Text excerpt –
There is a logical breakdown in your argument, but you’re not seeing it.

Or maybe I’m not seeing it. I’m open to that possibility, but you need to explain why Spirit Beast Hunters wouldn’t they be at the top of the HPS charts then. If they provided more healing in raids, that should show up at the top of the healing charts.

If you were trying to determine the best healer Class in the game, you wouldn’t sort by DPS. Why would you sort by DPS to determine the best healer pet in the game?

Do you know what this means?

The only selection criteria I’m using is “people who are logged.”

  • Selection Criteria - All BM Hunters who are logged.
  • Search Criteria: Actual HPS (not counting overheals or non-heals)
  • Results: Which pets are being used (This turned out to be Ferocity)

Because I am trying to find the best actual heals based on pet choice.

I duplicated this process on multiple fights and different levels of difficulty.

It’s fine to sort by DPS too, but you’re not including the how much healing is being done. That is the primary search parameter. You can select any group you want to, but if you don’t compare how much healing is actually being done, you’re missing the HPS part of HPS/Spec.

If you keep it up, I’m going to start accusing you of being a dev.

I’d like to see a qualitative analysis of damage prevented by SotF + healing from Spirit Mend over a 6 minute fight, compared with Leech healing and the massive buffs to Exhilaration over the same fight.

SotF and Spirit Mend being on demand means you will likely benefit from them when you need it most, where as the Leech would largely keep you topped up and be a fair amount of overhealing, but the Exhilaration difference might be enough to make the difference.

Ultimately I’d prefer they come out about the same and it be 100% down to player choice.

RIP Cunning pets, enjoy arenas I guess.

Description of the task –
Reproduce word for word the stretch of the hunter pet discussion from "SotF and Spirit" through "make the difference.". The records have no connection to the hunter pet discussion.

Extracted information –
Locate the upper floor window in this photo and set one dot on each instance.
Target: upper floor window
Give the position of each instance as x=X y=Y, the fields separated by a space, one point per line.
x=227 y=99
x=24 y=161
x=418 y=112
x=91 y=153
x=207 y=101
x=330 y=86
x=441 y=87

Finished answer –
SotF and Spirit Mend being on demand means you will likely benefit from them when you need it most, where as the Leech would largely keep you topped up and be a fair amount of overhealing, but the Exhilaration difference might be enough to make the difference.